Collected data entries
• • •
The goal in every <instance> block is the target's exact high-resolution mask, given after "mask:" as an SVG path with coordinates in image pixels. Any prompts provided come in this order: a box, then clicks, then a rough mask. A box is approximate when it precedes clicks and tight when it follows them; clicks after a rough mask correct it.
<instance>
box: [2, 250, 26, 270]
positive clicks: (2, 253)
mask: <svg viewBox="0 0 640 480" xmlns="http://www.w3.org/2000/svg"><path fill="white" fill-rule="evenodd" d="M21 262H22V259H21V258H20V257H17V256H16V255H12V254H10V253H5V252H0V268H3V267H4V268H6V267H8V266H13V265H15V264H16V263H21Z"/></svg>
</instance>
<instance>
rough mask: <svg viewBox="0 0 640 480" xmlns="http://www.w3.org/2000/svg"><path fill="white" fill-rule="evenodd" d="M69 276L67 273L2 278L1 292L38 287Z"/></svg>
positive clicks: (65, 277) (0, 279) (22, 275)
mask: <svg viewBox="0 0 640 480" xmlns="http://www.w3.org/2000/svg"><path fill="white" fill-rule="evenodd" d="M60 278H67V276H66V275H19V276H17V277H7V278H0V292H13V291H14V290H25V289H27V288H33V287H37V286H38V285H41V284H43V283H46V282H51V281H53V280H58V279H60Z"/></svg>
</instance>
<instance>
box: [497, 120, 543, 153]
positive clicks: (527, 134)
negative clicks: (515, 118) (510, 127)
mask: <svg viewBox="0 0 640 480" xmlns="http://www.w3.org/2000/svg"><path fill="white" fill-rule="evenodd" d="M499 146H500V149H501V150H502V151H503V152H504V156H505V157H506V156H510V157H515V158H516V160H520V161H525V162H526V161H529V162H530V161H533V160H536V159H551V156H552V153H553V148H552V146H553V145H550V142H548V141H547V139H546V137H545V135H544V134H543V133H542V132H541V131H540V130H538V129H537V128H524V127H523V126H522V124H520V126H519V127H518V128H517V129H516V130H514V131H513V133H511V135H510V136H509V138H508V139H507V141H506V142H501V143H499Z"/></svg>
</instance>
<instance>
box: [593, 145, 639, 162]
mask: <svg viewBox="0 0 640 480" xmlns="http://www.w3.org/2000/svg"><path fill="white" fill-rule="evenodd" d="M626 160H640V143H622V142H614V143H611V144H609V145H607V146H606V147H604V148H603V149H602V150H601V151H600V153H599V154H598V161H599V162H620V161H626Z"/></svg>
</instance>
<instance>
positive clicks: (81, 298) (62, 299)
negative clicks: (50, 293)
• • •
▶ _What is needed_: What is needed here is one number: how many lines of the entries hold the string "rough".

▶ _Solved problem_: 2